Please reproduce all of the material below verbatim, line for line.

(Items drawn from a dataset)
====

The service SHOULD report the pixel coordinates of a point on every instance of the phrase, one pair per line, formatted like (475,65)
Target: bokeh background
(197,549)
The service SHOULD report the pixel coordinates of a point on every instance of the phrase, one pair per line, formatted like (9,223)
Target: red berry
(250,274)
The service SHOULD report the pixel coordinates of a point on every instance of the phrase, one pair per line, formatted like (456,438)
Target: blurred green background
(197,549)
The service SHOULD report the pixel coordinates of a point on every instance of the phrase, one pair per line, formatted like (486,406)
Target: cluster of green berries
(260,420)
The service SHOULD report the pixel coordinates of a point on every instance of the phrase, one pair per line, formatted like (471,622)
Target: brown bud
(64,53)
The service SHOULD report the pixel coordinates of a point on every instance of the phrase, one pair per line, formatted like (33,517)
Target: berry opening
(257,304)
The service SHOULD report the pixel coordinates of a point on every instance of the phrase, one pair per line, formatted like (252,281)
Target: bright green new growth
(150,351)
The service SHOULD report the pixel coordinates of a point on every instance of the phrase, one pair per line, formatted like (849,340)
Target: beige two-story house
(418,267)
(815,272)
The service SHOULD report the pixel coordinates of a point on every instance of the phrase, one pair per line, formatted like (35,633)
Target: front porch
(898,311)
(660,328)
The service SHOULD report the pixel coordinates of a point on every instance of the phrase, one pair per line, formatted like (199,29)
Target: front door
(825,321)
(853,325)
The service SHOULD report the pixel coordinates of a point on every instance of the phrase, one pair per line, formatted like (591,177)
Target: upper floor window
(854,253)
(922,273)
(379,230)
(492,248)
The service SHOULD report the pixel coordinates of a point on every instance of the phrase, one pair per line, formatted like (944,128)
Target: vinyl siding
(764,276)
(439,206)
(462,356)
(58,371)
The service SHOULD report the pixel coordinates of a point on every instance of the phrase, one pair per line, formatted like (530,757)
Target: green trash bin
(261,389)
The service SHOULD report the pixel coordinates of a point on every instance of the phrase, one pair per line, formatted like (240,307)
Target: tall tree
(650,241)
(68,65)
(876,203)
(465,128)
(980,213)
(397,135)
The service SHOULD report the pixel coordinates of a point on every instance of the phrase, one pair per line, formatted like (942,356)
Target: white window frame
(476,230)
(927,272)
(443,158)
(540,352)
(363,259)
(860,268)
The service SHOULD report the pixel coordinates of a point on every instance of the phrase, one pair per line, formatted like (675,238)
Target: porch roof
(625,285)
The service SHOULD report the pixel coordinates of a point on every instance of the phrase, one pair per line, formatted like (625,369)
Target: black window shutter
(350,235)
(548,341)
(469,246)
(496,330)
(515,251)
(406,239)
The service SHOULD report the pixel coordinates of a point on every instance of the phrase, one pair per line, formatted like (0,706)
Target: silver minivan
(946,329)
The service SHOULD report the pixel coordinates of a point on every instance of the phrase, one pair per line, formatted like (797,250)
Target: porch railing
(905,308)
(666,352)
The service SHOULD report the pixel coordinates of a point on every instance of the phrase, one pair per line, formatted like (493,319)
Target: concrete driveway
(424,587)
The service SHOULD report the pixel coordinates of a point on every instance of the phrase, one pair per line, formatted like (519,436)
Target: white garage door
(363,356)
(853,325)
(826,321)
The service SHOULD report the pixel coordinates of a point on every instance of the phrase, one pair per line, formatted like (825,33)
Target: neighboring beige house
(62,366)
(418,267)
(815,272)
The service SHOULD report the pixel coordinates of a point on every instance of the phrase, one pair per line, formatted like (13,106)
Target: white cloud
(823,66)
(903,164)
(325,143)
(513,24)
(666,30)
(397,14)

====

**Reply to the exercise:**
The service SHOULD report the pixel coordinates of a point on every instance of the phrase, one pair per line, formatted like (475,65)
Target: bokeh background
(197,549)
The service SHOULD report the pixel coordinates of a point on every instance of the phrase, one pair per line, formatted like (9,223)
Target: red berry
(250,274)
The service SHOULD report the pixel coordinates of a point on every instance of the phrase, one pair per line, formatted like (456,438)
Target: blurred green background
(197,549)
The service SHOULD report the pixel coordinates of a point on every instance of the phrase, one pair per line, formatted like (486,406)
Target: cluster of green berries
(260,420)
The service SHOULD report the pixel coordinates of a point on every instance of the phrase, one pair per line, formatted like (471,622)
Target: brown bud
(64,53)
The service SHOULD report the pixel coordinates of a point on every instance of the phrase, one pair per line, formatted like (33,517)
Target: berry opening
(257,304)
The service SHOULD report the pixel coordinates of a point on every instance of the phrase, one pair per line, formatted like (252,281)
Target: bright green new growth
(150,351)
The service SHOULD report the pixel coordinates of a point on every instance of the phrase, one pair per line, formatted like (849,340)
Target: beige two-story house
(418,267)
(815,272)
The service SHOULD report the pixel coordinates of a point on every instance of the phrase, one pair per line, formatted like (35,633)
Target: front porch
(898,311)
(660,328)
The service SHOULD report the pixel coordinates of a point on every instance of the phrase, one pair per line, formatted like (199,29)
Target: front door
(825,321)
(853,325)
The service SHOULD report the pixel coordinates of a point on every instance of the phrase, one pair per line, formatted like (591,177)
Target: upper floor window
(854,253)
(922,273)
(379,230)
(492,248)
The service SHOULD report the pixel coordinates of a point on every instance of the phrase, one pair per line, formatted like (944,128)
Target: vinyl siding
(764,276)
(439,206)
(462,356)
(58,371)
The service SHOULD report the pixel coordinates of a point on every instance of the phrase, one pair per line, formatted like (530,757)
Target: green trash bin
(261,389)
The service SHOULD report the pixel coordinates of a point on every instance of the phrase, one pair per line, formatted like (240,307)
Target: tall tree
(650,241)
(68,65)
(876,203)
(465,128)
(980,213)
(397,135)
The service SHOULD report the pixel coordinates of a point on every instance of the phrase, one pair per line, formatted like (942,356)
Target: white window frame
(476,230)
(927,272)
(443,158)
(540,352)
(363,259)
(860,268)
The service SHOULD report the pixel coordinates of a point on every instance of the phrase, one pair per line, formatted like (675,238)
Target: porch roof
(625,285)
The service SHOULD report the pixel coordinates of a point on every instance of the phrase, one pair per line, formatted like (625,369)
Target: black window shutter
(350,235)
(548,341)
(469,246)
(496,330)
(515,251)
(406,239)
The service SHOULD report the pixel coordinates of a point on every instance of the phrase, one pair per line, formatted like (0,706)
Target: silver minivan
(946,329)
The service SHOULD report the pixel coordinates of a point on every instance of the phrase, one pair per line, formatted like (797,250)
Target: porch railing
(905,308)
(666,352)
The service SHOULD report the pixel coordinates of a point on every instance of the phrase, one pair per line, formatted like (493,319)
Target: concrete driveway
(424,587)
The service SHOULD report the pixel coordinates of a point on every instance of the phrase, one pair per line, formatted like (519,436)
Target: white garage door
(363,356)
(853,325)
(826,321)
The service SHOULD report the pixel coordinates of a point on every instance of the phrase, one pair per line, formatted like (825,33)
Target: neighboring beige house
(62,366)
(418,267)
(815,272)
The service SHOULD report the pixel coordinates of a point on every instance of the phrase, one pair per line, formatted like (13,106)
Target: white cloud
(823,66)
(903,164)
(325,143)
(513,24)
(666,30)
(397,14)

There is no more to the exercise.